WHAT IS ASKED
Using the forum thread, answer the following:
(a) How long has the poster Dusty been training under gm Timmerman?
(b) According to Dusty, who created tae keuk do?
(c) Where does kuntawguro say Master Ivan Bergeron's group is from?

I was just wondering if any one here knows anything about ivan bergeron the second highest ranking student of dahn moo do. I was wondering how different Kong Shin Bup and Tae Keuk Do are from each other and from Dahn Moo Do. I believe one member here is a high ranking student of Kong Shin Bup i was wondering if he could enlighten me.And  on a related subject who owns the kuk sool won name in Canada i remember hearing somewhere that it used to (or still does?) belong to the Dahn Moo Do association which used to be Kuk Sool Won Canada?

Thank You :asian:


----------



## Miles (Feb 27, 2005)

No, never heard of him.  

 Have never heard the title "Chong Moo Sa" either.

 Miles


----------



## Dusty (Feb 28, 2005)

i have been training under gm timmerman for the past year or so. i live in Burlington, but try to make the trip north to the soo once every few months for a few days. my knowlegde is still a little shakey on these subjects, so i think that all of these arts are all kuk sool based. i know kong shin uses the entire kuk sool curriculm with much more demanding physical and breaking requirements. tae keuk do was created by gm Pak as was Kong ship, so i would imagine that it has the same base as well.master Bergeron was a high ranking kuk sool practitioner under gm Pak as well. the name kuk sool won canada is owned by the gentleman who owns dahm mudo. try reading this for a little more info:

http://nkmaa.ca/founders.html
if i was wrong on any facts, i apologize.i have been known to be wrong once in a while.


----------



## kuntawguro (Mar 25, 2007)

I personally know  Master Ivan Bergeron and find him to be a very knowledgable man. He has been very active in promoting the martial arts in Canada for many years. His group from Elliot Lake Ontario  are well known and respected.


----------

SUPPLIED ENTRIES

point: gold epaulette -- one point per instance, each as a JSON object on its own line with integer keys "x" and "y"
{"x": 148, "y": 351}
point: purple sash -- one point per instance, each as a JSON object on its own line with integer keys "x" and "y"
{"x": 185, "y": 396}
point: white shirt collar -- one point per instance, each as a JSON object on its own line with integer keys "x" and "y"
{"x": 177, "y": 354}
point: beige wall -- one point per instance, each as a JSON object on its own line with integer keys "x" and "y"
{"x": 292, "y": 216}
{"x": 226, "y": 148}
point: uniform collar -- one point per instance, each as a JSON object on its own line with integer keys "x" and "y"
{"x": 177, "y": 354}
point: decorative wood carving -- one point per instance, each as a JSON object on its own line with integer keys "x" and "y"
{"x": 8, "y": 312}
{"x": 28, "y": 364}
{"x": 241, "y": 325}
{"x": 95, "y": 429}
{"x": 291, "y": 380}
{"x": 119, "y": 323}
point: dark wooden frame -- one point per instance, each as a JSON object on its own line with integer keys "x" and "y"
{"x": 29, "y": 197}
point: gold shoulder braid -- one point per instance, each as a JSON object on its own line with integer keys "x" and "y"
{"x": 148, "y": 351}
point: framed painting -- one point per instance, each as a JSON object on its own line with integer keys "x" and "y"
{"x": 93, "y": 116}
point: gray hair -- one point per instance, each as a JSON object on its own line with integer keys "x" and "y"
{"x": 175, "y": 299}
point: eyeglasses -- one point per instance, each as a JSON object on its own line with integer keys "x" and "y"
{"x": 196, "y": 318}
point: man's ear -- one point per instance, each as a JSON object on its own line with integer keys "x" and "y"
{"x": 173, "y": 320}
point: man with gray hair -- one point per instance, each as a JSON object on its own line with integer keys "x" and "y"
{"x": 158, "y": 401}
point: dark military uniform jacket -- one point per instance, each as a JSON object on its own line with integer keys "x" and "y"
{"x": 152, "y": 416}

OUTPUT FOR THIS TASK
(a) For the past year or so.
(b) Gm Pak.
(c) Elliot Lake, Ontario.